■ Aim: Find each line in the records below that contains the word "banner", and copy those lines.

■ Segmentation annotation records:
○ ○ ○ ○ ○ ○ ○

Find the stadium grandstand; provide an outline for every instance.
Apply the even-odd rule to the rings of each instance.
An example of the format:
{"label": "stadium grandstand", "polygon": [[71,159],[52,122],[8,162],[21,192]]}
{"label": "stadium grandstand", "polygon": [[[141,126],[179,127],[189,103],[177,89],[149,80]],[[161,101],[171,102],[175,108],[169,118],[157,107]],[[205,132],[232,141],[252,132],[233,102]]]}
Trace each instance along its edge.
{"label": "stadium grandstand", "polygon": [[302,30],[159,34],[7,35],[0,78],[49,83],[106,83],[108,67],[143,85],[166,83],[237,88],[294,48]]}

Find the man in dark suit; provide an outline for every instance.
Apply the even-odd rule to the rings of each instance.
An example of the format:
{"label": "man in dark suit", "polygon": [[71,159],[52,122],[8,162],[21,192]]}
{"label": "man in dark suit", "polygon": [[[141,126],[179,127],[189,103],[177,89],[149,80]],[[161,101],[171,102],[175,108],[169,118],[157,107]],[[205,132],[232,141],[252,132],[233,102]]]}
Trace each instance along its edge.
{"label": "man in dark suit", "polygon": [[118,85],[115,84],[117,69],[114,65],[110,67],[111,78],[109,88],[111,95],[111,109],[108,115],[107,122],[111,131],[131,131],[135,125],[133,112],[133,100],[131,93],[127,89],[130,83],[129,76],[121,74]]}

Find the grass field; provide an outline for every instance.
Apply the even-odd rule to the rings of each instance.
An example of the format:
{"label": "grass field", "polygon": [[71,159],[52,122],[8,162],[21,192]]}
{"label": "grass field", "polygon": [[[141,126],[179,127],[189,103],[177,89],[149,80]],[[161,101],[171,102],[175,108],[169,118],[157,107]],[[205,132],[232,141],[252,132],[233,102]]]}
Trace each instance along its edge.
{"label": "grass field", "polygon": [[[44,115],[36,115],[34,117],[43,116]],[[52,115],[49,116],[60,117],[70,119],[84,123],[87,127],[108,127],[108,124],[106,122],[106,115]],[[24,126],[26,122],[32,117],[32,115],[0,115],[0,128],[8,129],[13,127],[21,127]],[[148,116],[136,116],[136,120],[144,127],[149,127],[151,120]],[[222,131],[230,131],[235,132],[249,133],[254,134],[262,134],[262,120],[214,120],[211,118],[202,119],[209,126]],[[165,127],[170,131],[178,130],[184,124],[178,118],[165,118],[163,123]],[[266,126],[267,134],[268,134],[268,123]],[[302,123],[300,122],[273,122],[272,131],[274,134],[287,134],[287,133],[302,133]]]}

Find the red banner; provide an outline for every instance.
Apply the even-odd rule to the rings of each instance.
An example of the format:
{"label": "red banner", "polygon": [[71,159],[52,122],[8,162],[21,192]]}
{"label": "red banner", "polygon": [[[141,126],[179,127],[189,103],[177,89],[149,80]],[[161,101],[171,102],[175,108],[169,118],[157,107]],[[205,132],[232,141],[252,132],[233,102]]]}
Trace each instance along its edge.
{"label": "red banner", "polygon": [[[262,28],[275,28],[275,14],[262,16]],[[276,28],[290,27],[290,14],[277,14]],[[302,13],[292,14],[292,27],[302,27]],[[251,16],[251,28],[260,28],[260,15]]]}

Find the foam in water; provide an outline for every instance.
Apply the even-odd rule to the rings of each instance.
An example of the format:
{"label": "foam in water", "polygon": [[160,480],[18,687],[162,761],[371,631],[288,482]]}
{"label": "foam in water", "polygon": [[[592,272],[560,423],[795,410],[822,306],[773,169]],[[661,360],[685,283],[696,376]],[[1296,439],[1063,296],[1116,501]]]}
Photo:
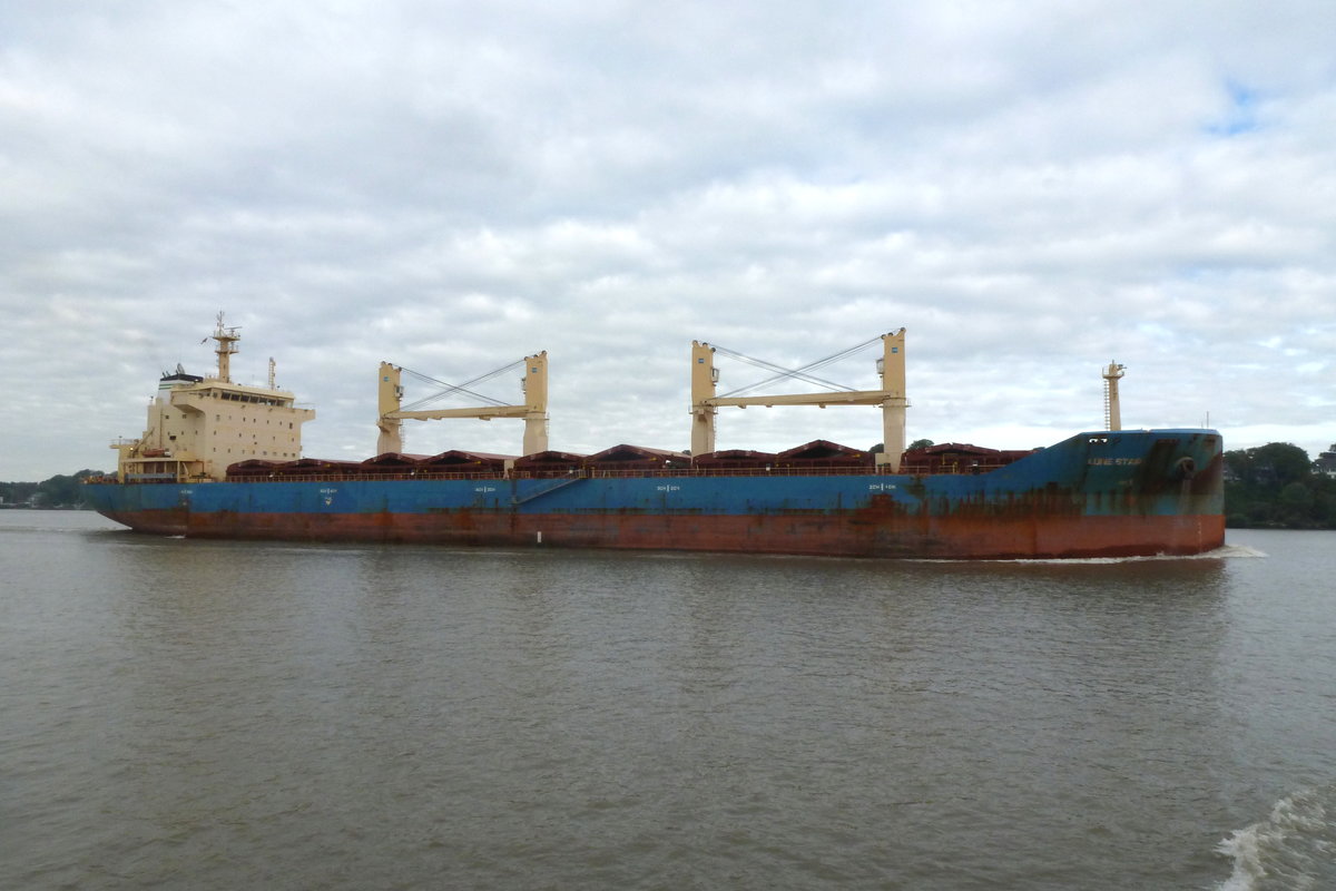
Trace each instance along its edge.
{"label": "foam in water", "polygon": [[1336,823],[1328,816],[1332,787],[1305,789],[1280,799],[1271,816],[1237,830],[1216,846],[1233,859],[1218,891],[1309,891],[1336,879]]}

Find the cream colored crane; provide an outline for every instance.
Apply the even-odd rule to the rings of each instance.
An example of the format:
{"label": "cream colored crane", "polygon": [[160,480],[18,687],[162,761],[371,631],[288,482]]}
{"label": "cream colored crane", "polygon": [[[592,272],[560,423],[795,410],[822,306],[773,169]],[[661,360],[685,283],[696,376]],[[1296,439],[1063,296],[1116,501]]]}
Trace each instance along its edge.
{"label": "cream colored crane", "polygon": [[713,361],[715,347],[709,343],[691,343],[691,453],[707,454],[715,450],[715,418],[719,407],[736,405],[879,405],[882,406],[883,452],[878,465],[900,469],[904,453],[904,410],[910,401],[904,395],[904,329],[882,335],[882,358],[876,373],[882,378],[880,390],[835,390],[828,393],[802,393],[792,395],[716,397],[719,370]]}
{"label": "cream colored crane", "polygon": [[[488,405],[477,409],[432,409],[422,411],[402,410],[403,386],[399,383],[403,369],[389,362],[381,362],[375,426],[381,434],[377,439],[377,454],[403,450],[405,421],[437,421],[442,418],[522,418],[524,454],[548,450],[548,351],[524,357],[524,405]],[[462,390],[462,387],[449,387]]]}
{"label": "cream colored crane", "polygon": [[1105,430],[1121,430],[1122,429],[1122,406],[1118,405],[1118,379],[1122,378],[1126,371],[1125,365],[1118,365],[1117,362],[1109,362],[1109,367],[1104,370],[1104,429]]}

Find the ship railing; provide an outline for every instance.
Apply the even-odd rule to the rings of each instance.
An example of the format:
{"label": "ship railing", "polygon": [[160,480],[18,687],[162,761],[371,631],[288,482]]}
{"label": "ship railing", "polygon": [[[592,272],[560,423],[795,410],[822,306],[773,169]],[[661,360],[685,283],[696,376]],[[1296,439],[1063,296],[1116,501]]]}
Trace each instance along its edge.
{"label": "ship railing", "polygon": [[[987,473],[1006,466],[1007,462],[953,462],[953,464],[906,464],[898,472],[890,465],[879,466],[831,466],[831,468],[655,468],[655,469],[607,469],[584,468],[576,470],[510,470],[473,473],[310,473],[310,474],[254,474],[228,477],[228,482],[370,482],[370,481],[410,481],[410,480],[632,480],[657,477],[867,477],[867,476],[969,476]],[[174,480],[143,477],[132,482],[168,482]]]}

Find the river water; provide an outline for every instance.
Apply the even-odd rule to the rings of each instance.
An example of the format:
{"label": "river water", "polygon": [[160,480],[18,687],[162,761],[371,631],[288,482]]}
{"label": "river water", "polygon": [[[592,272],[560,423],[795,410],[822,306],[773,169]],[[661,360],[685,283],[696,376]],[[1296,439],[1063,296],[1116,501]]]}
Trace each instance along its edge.
{"label": "river water", "polygon": [[0,887],[1332,888],[1333,570],[5,510]]}

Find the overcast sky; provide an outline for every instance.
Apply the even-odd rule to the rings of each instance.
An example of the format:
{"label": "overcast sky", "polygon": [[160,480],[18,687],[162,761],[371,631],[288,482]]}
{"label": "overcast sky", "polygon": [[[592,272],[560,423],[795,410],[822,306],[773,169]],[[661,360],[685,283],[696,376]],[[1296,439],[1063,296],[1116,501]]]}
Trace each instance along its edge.
{"label": "overcast sky", "polygon": [[[219,310],[315,457],[374,453],[381,359],[548,350],[552,448],[684,449],[693,339],[795,367],[902,326],[911,439],[1100,429],[1116,359],[1124,426],[1316,457],[1333,33],[1331,0],[8,0],[0,480],[114,466]],[[720,449],[815,438],[868,448],[879,411],[719,418]]]}

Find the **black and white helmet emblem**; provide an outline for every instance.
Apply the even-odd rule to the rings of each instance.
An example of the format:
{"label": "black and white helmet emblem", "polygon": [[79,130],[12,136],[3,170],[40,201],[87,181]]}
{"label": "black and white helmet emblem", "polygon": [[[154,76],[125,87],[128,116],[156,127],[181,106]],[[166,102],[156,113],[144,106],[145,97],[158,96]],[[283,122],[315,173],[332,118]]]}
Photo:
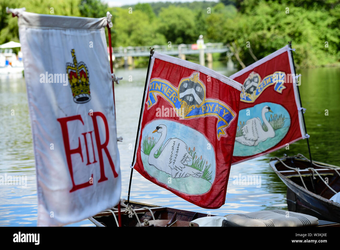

○ ○ ○ ○ ○ ○ ○

■ Correct result:
Find the red banner; provide an outline for every instance.
{"label": "red banner", "polygon": [[71,159],[52,122],[8,162],[21,192]]}
{"label": "red banner", "polygon": [[[141,126],[179,127],[189,103],[177,89],[149,80]],[[161,101],[171,102],[175,108],[169,118],[157,107]],[[205,132],[232,141],[252,132],[233,102]]]}
{"label": "red banner", "polygon": [[[262,28],[275,28],[275,14],[262,16]],[[276,28],[290,27],[290,14],[277,14]],[[302,13],[292,14],[292,27],[302,27]],[[251,16],[251,28],[260,28],[260,15]]]}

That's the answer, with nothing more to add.